Quase ninguém sabe: eu moro numa metrópole com mais de dois milhões de habitantes e algumas centenas de assaltantes em franca atividade, de tal forma que não está nada fácil encontrar uma locação segura para sublimar, tamanho o caos urbano em que vivemos. Tem neguinho latindo no quintal pra economizar demônio. Pensei, portanto, em me sentar à margem de um riozinho pedregoso e chorar — como se fosse um mago rico — entrar em alfa, curtir a mata ciliar, o barulhinho gostoso da água lavando as pedras vinte e quatro horas por dia, mas não foi nada fácil.

Nas últimas décadas, os prefeitos deste inferno que muitos chamam cidade mandaram encanar os cursos d’água para que pudéssemos despejar ali dentro toneladas de merda, lixo industrial e carniça humana produzida por exímios grupos de extermínio. Mesmo sendo um descrente sem fronteiras, escolhi um local que tinha o peculiar nome de Rio das Almas, e pirei com um sofá vermelho meia-vida encravado no banco de areia (com a estiagem, os rios andam tão rasos como o sangue que rasteja em minhas veias), e que ficaria perfeito na minha sala de estar.

Era um domingo nervoso, ensolarado, e eu nutria a sincera esperança de me deparar com marmanjos molhando minhocas n’água, crianças serelepes nadando, brincando de troca-troca nos barrancos sombreados, esposas animadas a reclamarem dos seus maridos. Mesmo imbuído em escrever um texto meigo, ao estilo franciscano, que fosse minimamente tolerado por todos, confesso que encontrei sérios empecilhos íntimos e exteriores, como os carrapatos daquele lugar que, de bucólico, só mesmo a trinca de garças deprimidas, esquálidas, cancerosas, a se empanturrarem com tilápias suicidas que pelejavam no lodaçal pestilento.
☆ ☆ ☆
◆ **Instrução da tarefa 1**
Na crônica sobre o Rio das Almas, qual era o nome do local escolhido para sentar à beira do rio?
◆ **Instrução da tarefa 2**
Dê sequência à crônica sobre o Rio das Almas a partir do ponto em que ela termina.
O material que vem depois do texto não é necessário.

Entradas do conjunto de dados:
☆ ☆ ☆
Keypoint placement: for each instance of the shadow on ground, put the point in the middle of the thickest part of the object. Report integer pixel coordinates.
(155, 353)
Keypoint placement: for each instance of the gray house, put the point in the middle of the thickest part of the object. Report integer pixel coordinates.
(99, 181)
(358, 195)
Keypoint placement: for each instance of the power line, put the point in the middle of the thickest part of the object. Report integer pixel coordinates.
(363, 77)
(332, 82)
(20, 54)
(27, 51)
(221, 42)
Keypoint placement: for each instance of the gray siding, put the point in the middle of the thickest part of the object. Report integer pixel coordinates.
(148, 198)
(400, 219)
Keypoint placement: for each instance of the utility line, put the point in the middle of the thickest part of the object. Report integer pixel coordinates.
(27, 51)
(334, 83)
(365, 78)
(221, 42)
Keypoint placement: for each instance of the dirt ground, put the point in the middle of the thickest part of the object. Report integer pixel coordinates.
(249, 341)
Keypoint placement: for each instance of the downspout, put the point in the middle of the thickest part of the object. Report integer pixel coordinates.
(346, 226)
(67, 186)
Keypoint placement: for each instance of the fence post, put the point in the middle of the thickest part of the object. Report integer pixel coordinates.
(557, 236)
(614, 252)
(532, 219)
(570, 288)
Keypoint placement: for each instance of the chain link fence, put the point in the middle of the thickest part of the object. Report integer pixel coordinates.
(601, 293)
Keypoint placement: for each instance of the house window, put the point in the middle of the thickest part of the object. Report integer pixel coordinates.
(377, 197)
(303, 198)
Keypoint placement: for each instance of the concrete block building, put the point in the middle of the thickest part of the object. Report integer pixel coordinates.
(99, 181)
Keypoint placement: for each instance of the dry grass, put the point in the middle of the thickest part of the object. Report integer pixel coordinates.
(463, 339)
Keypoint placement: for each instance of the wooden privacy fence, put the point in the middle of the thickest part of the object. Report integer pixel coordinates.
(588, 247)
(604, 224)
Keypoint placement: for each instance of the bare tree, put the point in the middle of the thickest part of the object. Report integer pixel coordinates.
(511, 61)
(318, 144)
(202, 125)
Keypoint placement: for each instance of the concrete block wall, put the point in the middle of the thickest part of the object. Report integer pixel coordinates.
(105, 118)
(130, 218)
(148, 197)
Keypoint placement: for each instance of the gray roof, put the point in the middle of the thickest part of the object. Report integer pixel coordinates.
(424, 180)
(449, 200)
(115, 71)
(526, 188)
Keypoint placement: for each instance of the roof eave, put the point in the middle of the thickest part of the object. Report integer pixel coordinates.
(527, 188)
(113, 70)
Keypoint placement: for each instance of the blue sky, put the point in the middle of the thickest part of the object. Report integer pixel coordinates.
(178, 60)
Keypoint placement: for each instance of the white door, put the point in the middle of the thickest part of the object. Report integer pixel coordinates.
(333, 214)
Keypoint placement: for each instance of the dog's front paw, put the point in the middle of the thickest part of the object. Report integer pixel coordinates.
☆ ☆ ☆
◆ **Resultado da tarefa 1**
O local se chamava Rio das Almas.

◆ **Resultado da tarefa 2**
Fui sentar na relva, mas tive que me contentar com um toco de uma feiosa, tortuosa árvore do cerrado que alguém meteu a motosserra pra virar carvão. Eu esperava, ingenuamente, ficar extasiado com os passarinhos a pipiuarem de galho em galho. Galhos não havia, e os únicos passarinhos disponíveis no pedaço, além de não cantarem patavina nenhuma, eram uma esforçada equipe de urubus malandros a cutucarem as tripas de um cavalo terminal.

Sorriam: estou quase terminando. As coisas não corriam bem. Aquele rio não corria bem. Este texto — pra ser sincero — não corre nada, nada bem. Desconfio até que aquele curso d’água jamais chegue ao mar, e que esta crônica jamais encontre um fim. Mais que correr, que escorrer, ele, o rio, prosseguia do jeito que dava, resignado, fedorento, pois não passava de um caudaloso esgoto a céu aberto a desfilar modorrento, falido, como um coágulo na sarjeta. Ainda que as minhocas fizessem questão de saltarem n’água para cumprirem o seu digníssimo papel social de iscas, eu não seria cruel o bastante para atirá-las naquele escandaloso lamaçal.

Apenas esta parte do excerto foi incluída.